_Data to process_.
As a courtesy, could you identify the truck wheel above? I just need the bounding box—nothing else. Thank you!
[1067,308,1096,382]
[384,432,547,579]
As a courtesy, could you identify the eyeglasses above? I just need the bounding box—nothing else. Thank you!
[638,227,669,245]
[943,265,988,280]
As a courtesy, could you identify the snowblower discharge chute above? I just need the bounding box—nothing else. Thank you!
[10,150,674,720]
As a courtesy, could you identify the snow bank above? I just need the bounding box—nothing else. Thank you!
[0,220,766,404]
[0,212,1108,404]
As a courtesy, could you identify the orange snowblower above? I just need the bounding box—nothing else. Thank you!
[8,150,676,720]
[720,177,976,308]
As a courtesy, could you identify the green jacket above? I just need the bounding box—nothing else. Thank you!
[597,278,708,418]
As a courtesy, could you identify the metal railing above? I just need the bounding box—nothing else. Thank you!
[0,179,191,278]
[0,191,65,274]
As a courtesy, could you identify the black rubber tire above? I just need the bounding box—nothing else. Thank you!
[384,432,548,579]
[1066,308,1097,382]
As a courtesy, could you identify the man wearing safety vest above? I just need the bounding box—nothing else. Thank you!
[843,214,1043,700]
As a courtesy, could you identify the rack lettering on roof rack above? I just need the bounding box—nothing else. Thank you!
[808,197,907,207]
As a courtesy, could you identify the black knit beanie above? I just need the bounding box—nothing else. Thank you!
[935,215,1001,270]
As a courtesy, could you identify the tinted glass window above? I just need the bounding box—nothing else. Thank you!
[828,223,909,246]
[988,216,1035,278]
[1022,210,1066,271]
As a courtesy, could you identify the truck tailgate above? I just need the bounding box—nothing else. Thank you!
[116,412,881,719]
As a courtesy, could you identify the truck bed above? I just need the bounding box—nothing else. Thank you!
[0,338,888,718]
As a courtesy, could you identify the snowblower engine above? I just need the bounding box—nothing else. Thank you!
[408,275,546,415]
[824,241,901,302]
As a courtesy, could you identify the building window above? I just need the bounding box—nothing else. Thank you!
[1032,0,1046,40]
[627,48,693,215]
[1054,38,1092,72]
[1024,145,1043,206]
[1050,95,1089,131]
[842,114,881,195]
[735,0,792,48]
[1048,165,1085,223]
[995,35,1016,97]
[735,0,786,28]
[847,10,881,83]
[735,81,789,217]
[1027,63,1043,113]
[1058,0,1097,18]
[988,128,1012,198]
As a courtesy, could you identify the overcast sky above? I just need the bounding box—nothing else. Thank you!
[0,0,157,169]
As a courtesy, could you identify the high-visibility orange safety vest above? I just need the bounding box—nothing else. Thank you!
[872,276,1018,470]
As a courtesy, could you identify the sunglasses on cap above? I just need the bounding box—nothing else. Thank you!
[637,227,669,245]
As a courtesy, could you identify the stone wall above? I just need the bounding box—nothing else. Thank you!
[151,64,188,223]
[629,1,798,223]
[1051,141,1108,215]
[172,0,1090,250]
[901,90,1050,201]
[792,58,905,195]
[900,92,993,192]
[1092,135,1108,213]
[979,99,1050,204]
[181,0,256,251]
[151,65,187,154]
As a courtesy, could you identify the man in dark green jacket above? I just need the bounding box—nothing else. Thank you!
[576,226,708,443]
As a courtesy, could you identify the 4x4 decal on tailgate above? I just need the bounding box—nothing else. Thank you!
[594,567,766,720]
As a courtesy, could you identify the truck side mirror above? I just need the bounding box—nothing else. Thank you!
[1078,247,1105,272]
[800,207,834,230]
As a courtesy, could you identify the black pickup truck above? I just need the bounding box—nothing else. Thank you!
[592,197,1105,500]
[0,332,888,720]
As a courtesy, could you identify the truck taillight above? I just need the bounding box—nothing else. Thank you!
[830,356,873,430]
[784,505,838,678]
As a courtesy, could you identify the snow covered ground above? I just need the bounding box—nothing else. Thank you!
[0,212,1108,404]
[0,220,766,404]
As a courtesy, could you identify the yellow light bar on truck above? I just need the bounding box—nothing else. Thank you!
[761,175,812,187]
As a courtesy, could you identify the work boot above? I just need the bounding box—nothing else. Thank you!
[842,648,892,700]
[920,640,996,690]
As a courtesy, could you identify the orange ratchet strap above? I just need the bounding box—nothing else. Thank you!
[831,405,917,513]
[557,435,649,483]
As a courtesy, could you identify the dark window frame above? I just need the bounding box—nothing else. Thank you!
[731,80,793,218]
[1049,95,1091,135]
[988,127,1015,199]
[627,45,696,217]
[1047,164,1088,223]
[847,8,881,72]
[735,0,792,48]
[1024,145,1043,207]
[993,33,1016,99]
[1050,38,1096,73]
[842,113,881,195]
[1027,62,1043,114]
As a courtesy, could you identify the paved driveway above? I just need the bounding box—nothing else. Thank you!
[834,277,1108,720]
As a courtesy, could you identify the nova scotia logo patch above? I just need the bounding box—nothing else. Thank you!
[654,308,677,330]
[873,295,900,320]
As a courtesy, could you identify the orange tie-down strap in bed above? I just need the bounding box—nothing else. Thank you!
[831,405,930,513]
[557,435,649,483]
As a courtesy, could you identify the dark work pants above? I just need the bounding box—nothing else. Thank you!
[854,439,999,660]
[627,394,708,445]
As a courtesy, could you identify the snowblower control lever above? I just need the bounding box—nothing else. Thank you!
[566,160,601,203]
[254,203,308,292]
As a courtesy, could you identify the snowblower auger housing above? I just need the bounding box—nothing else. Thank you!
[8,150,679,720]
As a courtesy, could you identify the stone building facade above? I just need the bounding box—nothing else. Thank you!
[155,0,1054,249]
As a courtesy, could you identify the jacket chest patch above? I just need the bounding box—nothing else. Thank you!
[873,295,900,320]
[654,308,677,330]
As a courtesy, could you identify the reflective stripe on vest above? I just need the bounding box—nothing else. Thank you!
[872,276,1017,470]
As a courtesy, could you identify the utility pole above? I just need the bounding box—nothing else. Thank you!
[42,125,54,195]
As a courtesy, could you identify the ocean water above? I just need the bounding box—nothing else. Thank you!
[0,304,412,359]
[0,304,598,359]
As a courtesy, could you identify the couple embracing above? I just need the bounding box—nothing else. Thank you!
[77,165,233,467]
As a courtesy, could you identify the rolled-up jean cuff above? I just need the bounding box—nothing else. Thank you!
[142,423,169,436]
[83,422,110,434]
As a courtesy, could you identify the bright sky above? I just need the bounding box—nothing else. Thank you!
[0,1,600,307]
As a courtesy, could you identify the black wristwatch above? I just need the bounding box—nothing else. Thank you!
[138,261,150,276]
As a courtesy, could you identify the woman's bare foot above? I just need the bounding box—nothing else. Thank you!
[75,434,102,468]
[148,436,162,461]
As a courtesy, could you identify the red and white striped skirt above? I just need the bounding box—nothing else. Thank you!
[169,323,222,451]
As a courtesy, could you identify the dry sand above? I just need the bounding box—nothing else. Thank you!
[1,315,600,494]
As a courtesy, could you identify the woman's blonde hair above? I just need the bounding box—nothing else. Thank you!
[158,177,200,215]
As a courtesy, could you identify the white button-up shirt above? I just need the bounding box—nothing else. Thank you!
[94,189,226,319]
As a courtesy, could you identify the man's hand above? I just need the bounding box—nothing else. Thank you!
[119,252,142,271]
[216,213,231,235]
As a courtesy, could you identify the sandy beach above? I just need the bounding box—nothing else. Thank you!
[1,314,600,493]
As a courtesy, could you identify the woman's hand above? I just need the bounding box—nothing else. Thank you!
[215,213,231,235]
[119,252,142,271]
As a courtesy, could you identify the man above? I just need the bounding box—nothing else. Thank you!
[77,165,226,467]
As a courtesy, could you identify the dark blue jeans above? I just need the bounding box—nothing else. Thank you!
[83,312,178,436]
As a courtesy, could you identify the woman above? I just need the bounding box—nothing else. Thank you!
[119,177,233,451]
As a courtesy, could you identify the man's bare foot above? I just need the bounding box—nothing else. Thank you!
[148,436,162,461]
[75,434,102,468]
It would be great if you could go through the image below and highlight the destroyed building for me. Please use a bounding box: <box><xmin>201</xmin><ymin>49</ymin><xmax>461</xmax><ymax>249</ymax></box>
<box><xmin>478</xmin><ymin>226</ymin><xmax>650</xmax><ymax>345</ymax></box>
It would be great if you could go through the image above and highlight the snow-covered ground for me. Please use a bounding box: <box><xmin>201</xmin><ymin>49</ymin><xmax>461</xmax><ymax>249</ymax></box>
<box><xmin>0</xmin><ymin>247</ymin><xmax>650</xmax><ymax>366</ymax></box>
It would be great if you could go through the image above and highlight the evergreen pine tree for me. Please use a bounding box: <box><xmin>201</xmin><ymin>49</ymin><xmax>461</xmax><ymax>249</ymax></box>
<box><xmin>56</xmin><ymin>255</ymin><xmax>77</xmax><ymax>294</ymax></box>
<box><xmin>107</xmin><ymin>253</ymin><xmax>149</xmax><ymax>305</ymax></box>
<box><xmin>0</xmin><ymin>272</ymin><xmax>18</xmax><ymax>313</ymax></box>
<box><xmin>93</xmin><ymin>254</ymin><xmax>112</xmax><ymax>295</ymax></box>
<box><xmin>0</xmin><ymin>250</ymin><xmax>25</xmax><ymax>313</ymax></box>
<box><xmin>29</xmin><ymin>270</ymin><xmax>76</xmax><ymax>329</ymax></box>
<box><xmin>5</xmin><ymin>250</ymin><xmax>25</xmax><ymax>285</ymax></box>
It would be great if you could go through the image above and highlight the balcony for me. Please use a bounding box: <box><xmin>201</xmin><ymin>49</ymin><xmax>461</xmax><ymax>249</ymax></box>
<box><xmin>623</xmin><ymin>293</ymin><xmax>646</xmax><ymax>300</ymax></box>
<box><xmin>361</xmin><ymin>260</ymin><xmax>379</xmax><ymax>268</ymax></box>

_What you will do_. Could you copy the entries word for word, from the line with "As a courtesy, could you identify the tinted" to the line with "[637,227,669,245]", including both of those lines?

_Result of the task_.
As a courtesy, could you identify the tinted glass window above? I just need the bounding box—nothing else. Thank you!
[828,223,909,246]
[988,216,1035,278]
[1022,210,1066,271]
As a courtesy, could you identify the truck tailgate above? I just need the bounding box—nothing else. Thank you!
[116,412,881,719]
As a courtesy, could you identify the truck bed above? I just need the bounding box—nothing else. Thank you!
[0,338,888,718]
As a courtesy, could you identify the snowblower engine above? I just need the bounding box—nothing else. Thank you!
[408,275,546,415]
[824,241,901,302]
As a courtesy, could you identify the building window above? I just need the bounding box—nothing else. Thank you!
[1032,0,1046,40]
[627,48,693,215]
[1054,38,1092,72]
[1024,145,1043,206]
[1050,95,1089,131]
[842,114,881,195]
[735,0,792,48]
[1048,165,1085,223]
[995,35,1016,97]
[735,0,786,28]
[847,10,881,83]
[735,81,789,217]
[1027,63,1043,113]
[1058,0,1097,18]
[988,128,1012,198]
As a courtesy, could you identify the overcast sky above? I just need the bounding box—nothing else. Thank you!
[0,0,157,169]
As a courtesy, could you identify the high-visibility orange safety vest above? I just need the bounding box—nothing else. Thank you!
[872,276,1018,470]
As a courtesy, could you identify the sunglasses on cap above? I just need the bounding box—nothing else. Thank you!
[637,227,669,245]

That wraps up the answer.